- _PASSAGE SHOWN_:
● ● ● ●

There’s a peculiar tint to the modern digital landscape: everything is somehow both the same as it’s always been, and yet entirely different. We still use Google, but we get a handy AI summary up top. We still get phished, but it’s being done to us by AI. On this latter point, Microsoft’s 2025 Digital Defense Report (PDF warning) points out that AI is now actually 4.5x more successful at getting users to click malicious links than standard attempts (via The Register).
More specifically, “AI-automated phishing emails achieved 54% click-through rates compared to 12% for standard attempts” because “AI enables more targeted phishing and better phishing lures.” The bulk of the data from the report is collected from Microsoft’s fiscal year 2025, from July 1, 2024 to June 30, 2025.
In addition, “AI automation has the potential to increase phishing profitability by up to 50 times by scaling highly targeted attacks to thousands of targets at minimal cost. This massive return on investment will incentivise cyber threat actors who aren’t yet using AI to add it to their toolbox in the future.”
Phishing is the attempt to trick people into clicking malicious links or downloading malicious files by pretending to be legitimate. For instance, it might be an email pretending to be from your employer, trying to get you to download an infected file that’s disguised as an innocent presentation or spreadsheet. Or it might send you to a website that will ask for your details.

● ● ● ●

- _STORED DATA_:
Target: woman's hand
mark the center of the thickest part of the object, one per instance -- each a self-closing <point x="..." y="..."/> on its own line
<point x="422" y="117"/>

● ● ● ●

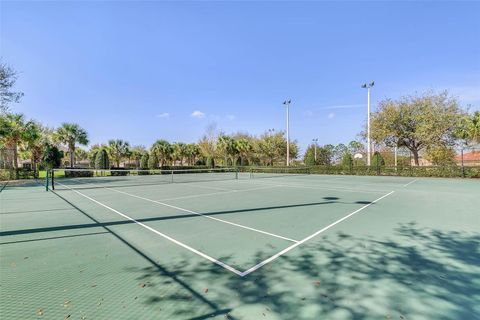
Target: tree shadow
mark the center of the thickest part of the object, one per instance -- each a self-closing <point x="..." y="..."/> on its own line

● ● ● ●

- _TASK ITEM_:
Decide whether each statement agrees with the article on AI phishing, answering yes or no and quoting the deciding words from the article. 1. Most of the report's data comes from Microsoft's fiscal year 2025. 2. Standard phishing attempts reached a 54% click-through rate. 3. AI automation could raise phishing profitability by up to 50 times. The entries aren't needed for this work.

- _RESULT_:
1. Yes: "The bulk of the data from the report is collected from Microsoft’s fiscal year 2025"
2. No: "AI-automated phishing emails achieved 54% click-through rates compared to 12% for standard attempts"
3. Yes: "AI automation has the potential to increase phishing profitability by up to 50 times"